** Opening TEXT block **

By running these rules over and over, an unpredictable pattern will emerge, that is unique to the starting grid pattern and the number of generations that have been run.
The pattern is then read as a series of ones (alive) and zero's (dead) to generate a sequence of binary values that are used as a key for simple XOR encryption.
The idea of the article was to discuss the possiblities, benefits, drawbacks and limitations to using cellularautomata simulations to generate repeatable encryption keys. It is not purported to be a new form of encryption *(there are dozens of commercially available CA based encyrption systems in existence)





hi sir... thanks for reply... i did research about CA from wiki and may other sites... came to know its not QR code... and i appreciate your work.... have a nice day.....





Ultimately it may not be a good encryption scheme, but the concept is interesting and worth taking the time to understand.





How did you test the encryption strength. By the way, it seems like your software has excellent concepts and everything I really like it!





It seems that according to the experts, the encryption isn't particularly strong.
I'm not a cryptographer, so my tests were on the statistical distribution of the values of the generated data, using the DIE HARD battery of tests.
My other test was to post an encrypted string and see if anyone could decode it.
It doesn't look like anyone is going to bother though.
I did briefly consider getting a prepaid visa card, encrypting the card number and posting that string as an incentive





Okay so what DIE HARD? Me being a non cryptographer as well I am not familiar with that term.
Encryption is awesome!





The Die Hard series of tests are supposed to evaluate the level of randomness in a ~10Mb block of data.
Basically it performs a series of little simulations, like using the random data to assign parkingbay numbers to virtual cars, and seeing how many times a 'car' is parked on top of another one. Its pretty heavy stuff, I don't really understand most of the tests it does.
Apparently it isn't really up to testing for cryptostrength randomness, but there doesn't seem to be anything else available.
http://stat.fsu.edu/pub/diehard
http://en.wikipedia.org/wiki/Diehard_tests





It's a good suite of statistical tests. It shows that there are no obvious correlations in the data  if it passes, the data looks nicely random, and would suffice for most purposes that need good quality randomlooking data.
What it does not show is that there are no correlations in the data (e.g. if you transform it in some way). Since this is what an attacker is looking for, simply passing statistical tests of randomness does not suffice. In cryptography you are up against active attackers.






I really like the implementation. It is very interesting and intreaging!





Just don't use it for data you really care about!





Absolutely Fantastic. A program does not always have to be the final product. All that we share here are bettered by someone. Human beings never had a cell phone 50k year back. So its fine. Great job coding. I enjoyed it mate!





... rating as a three for doing it in such an entertaining way!
The CA grid is built using a completely insecure random function, or a bitmap. Iterating this data over generations of a cellular automata does not add any new entropy. It's as simple for an attacker to perform the CA iterations as it is for you to generate your key material.

** Closing TEXT block **

### WHAT YOU HAVE TO DO
Condense the forum thread's paragraph that begins "It's a good suite of statistical tests" into a short bulleted list that keeps its main facts.

** Opening DATASET RECORDS block **

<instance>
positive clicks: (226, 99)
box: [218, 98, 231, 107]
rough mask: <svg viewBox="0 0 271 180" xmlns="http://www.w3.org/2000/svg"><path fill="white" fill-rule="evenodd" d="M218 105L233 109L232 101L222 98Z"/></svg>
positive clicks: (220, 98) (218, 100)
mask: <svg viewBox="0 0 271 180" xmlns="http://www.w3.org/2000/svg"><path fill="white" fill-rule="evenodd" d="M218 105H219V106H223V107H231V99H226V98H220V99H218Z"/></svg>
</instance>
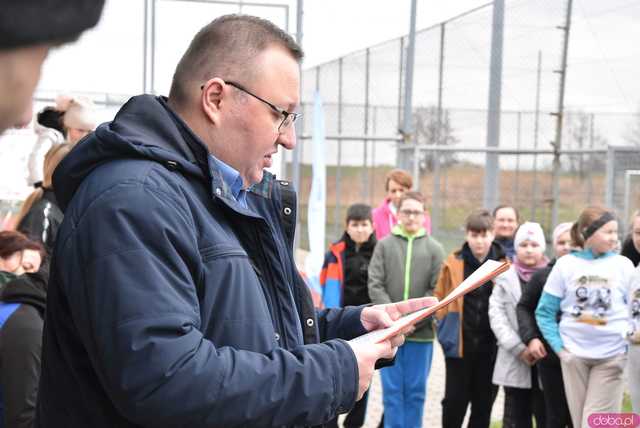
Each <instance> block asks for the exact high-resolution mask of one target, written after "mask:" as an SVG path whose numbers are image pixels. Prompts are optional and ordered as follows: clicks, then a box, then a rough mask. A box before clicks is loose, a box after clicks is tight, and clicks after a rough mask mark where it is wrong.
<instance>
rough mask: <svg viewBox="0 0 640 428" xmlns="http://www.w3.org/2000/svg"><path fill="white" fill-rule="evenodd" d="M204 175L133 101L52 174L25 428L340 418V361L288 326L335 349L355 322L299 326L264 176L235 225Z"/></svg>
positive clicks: (146, 100)
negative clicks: (36, 418)
mask: <svg viewBox="0 0 640 428" xmlns="http://www.w3.org/2000/svg"><path fill="white" fill-rule="evenodd" d="M209 159H210V157H209V156H208V153H207V150H206V148H205V146H204V145H203V143H202V142H201V141H200V140H199V139H198V138H197V137H196V136H195V135H194V134H193V133H192V132H191V131H190V130H189V128H188V127H187V126H186V124H184V122H182V121H181V120H180V119H179V118H178V117H177V115H175V114H174V113H173V112H172V111H171V110H170V109H169V107H168V106H167V105H166V103H165V101H164V100H163V99H161V98H155V97H152V96H148V95H144V96H139V97H134V98H132V99H131V100H130V101H129V102H128V103H127V104H126V105H125V106H124V107H123V108H122V109H121V110H120V112H119V113H118V114H117V115H116V117H115V119H114V121H113V122H110V123H106V124H103V125H101V126H100V127H99V128H98V129H97V130H96V132H95V133H94V134H92V135H90V136H89V137H88V138H86V139H84V140H83V141H82V142H81V143H79V144H78V146H76V147H75V148H74V150H73V151H72V152H71V153H70V154H69V155H68V156H67V157H66V158H65V160H64V161H63V162H62V163H61V164H60V166H59V167H58V168H57V169H56V172H55V175H54V188H55V189H56V196H57V197H58V201H59V203H60V206H61V207H62V209H63V210H64V212H65V217H64V222H63V224H62V226H61V229H60V232H59V235H58V239H57V242H56V249H55V252H54V257H53V265H52V268H51V277H50V284H49V292H48V304H47V309H48V310H47V315H46V322H45V333H44V343H43V362H42V375H41V380H40V393H39V398H38V406H37V416H36V418H37V426H39V427H56V428H57V427H61V426H64V427H89V426H90V427H116V426H117V427H127V426H148V427H163V426H184V427H233V426H302V425H318V424H321V423H324V422H326V421H327V420H329V419H331V418H333V417H335V415H336V414H337V413H338V412H344V411H346V410H348V409H350V408H351V407H352V406H353V404H354V401H355V397H356V393H357V384H358V369H357V363H356V359H355V356H354V354H353V352H352V351H351V349H350V347H349V345H348V344H347V343H346V342H344V341H343V340H339V339H338V340H328V341H326V342H323V343H315V344H307V345H303V343H301V340H302V338H301V335H300V331H301V328H300V326H301V319H302V320H304V323H305V324H304V325H306V328H307V329H308V327H312V328H313V330H312V331H313V332H315V333H316V334H315V336H316V337H313V340H307V342H310V341H311V342H318V341H320V340H327V339H332V338H335V337H341V338H344V339H350V338H352V337H354V336H356V335H359V334H362V333H364V330H363V327H362V324H361V323H360V312H361V309H358V308H347V309H345V310H330V311H325V312H321V313H318V318H315V314H313V313H312V314H311V317H308V314H307V315H305V314H304V313H303V312H302V308H303V307H304V304H305V302H304V301H303V300H302V299H303V298H304V297H303V295H304V293H303V292H302V291H301V290H300V289H299V288H298V287H299V285H300V284H301V282H300V281H299V277H298V274H297V271H296V270H295V266H294V263H293V257H292V252H291V249H290V248H288V247H287V245H286V243H285V242H286V240H285V239H284V230H283V227H282V224H281V221H280V218H281V215H280V210H281V208H282V206H281V201H280V194H279V187H278V186H277V185H276V181H274V179H273V176H272V175H270V174H268V173H266V172H265V178H264V180H263V182H262V183H260V184H259V185H256V186H254V187H253V188H252V190H251V191H250V192H249V195H248V198H247V199H248V206H249V209H244V208H242V207H241V206H240V205H239V204H237V203H236V202H235V200H233V198H232V196H231V194H230V192H229V188H228V186H227V185H226V184H225V183H224V182H223V181H222V179H221V176H220V173H219V171H217V170H216V169H215V167H212V166H211V165H210V164H209ZM305 317H307V318H305ZM307 331H308V330H307ZM305 338H307V339H308V335H307V334H305Z"/></svg>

** Closing DATASET RECORDS block **

### SOLUTION FOR THIS EXERCISE
- The suite of statistical tests is a good one.
- Passing it shows there are no obvious correlations in the data. The data then looks nicely random and would suffice for most purposes that need good-quality random-looking data.
- It does not show that there are no correlations at all, for example after the data is transformed in some way.
- Attackers look for exactly those correlations, so passing statistical tests of randomness is not enough in cryptography, where you face active attackers.